> Work to complete
Return, from the listing below, each line where the word "jacket" appears.

(Data supplied begins)

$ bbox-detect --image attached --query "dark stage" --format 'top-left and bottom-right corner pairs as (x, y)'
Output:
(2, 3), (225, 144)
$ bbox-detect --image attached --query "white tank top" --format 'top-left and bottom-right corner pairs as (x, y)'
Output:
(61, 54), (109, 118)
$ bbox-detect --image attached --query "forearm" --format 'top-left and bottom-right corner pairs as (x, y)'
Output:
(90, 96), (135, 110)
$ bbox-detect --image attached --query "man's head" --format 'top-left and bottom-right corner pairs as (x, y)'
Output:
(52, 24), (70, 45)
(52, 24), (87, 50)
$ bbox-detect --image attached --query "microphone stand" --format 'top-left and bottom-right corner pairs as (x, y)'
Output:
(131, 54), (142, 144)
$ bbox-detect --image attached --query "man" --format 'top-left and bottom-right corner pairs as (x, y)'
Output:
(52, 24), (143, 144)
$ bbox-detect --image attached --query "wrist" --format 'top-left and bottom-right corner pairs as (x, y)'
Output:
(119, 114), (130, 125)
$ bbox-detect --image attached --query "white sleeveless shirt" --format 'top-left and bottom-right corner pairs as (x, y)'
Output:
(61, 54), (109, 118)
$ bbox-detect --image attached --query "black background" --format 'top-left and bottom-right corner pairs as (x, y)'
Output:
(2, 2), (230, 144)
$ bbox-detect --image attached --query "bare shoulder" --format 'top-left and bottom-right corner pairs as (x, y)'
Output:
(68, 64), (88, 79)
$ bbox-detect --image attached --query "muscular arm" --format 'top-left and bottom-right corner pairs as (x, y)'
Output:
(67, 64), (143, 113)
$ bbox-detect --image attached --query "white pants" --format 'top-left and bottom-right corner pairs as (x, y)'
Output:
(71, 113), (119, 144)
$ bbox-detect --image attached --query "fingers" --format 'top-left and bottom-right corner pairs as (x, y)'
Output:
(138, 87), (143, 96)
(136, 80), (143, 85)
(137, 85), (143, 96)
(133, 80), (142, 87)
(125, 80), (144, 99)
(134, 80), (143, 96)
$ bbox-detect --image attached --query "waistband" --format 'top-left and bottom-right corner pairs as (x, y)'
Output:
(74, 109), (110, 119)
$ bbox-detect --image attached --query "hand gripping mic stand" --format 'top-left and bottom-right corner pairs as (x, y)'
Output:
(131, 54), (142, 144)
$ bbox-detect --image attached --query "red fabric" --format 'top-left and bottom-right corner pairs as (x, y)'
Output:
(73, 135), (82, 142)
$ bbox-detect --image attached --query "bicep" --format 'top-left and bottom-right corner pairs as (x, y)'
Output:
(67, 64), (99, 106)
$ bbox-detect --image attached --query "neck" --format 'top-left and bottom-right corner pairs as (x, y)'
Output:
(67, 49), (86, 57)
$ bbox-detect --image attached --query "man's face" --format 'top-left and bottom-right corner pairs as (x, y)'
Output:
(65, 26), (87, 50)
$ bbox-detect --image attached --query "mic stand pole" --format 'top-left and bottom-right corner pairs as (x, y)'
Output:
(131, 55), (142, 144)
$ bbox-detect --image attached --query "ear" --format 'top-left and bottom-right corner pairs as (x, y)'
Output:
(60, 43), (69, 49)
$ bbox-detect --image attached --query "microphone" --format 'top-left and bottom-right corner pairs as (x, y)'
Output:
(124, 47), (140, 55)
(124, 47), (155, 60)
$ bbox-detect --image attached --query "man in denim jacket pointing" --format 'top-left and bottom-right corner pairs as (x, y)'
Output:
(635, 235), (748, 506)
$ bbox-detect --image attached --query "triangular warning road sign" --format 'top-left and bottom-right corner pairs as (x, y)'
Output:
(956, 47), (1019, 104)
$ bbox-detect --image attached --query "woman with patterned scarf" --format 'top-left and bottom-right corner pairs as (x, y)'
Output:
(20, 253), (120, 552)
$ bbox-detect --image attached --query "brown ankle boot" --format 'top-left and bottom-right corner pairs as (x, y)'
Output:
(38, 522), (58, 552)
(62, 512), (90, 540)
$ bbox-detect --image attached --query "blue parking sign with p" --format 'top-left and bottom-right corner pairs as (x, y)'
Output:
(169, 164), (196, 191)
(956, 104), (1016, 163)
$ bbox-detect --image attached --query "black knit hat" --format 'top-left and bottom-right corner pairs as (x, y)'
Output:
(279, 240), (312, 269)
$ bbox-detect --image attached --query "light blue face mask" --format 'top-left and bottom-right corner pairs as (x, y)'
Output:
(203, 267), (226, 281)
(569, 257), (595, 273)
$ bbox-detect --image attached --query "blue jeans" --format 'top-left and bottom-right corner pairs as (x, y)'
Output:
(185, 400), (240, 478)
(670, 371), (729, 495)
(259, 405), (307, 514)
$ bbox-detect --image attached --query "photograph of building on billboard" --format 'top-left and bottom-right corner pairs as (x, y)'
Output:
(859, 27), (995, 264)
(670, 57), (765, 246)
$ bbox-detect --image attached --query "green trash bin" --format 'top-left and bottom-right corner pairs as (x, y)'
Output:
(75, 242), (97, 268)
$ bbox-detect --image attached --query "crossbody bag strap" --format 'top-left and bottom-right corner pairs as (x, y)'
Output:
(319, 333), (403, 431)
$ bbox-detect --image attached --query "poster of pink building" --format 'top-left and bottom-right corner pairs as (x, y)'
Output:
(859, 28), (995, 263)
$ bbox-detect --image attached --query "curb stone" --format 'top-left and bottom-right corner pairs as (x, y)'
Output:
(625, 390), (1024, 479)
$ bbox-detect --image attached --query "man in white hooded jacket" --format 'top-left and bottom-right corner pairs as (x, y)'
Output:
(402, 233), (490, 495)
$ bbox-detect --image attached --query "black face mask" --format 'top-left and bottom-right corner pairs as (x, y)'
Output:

(Data supplied ends)

> Solution for this exercise
$ bbox-detect --image attached --query "man in denim jacket pointing" --format 'top-left and bottom-right corner pairs as (x, y)'
$ bbox-detect --image attached --query "man in white hooded jacket" --format 'top-left and bottom-right corner pairs as (x, y)'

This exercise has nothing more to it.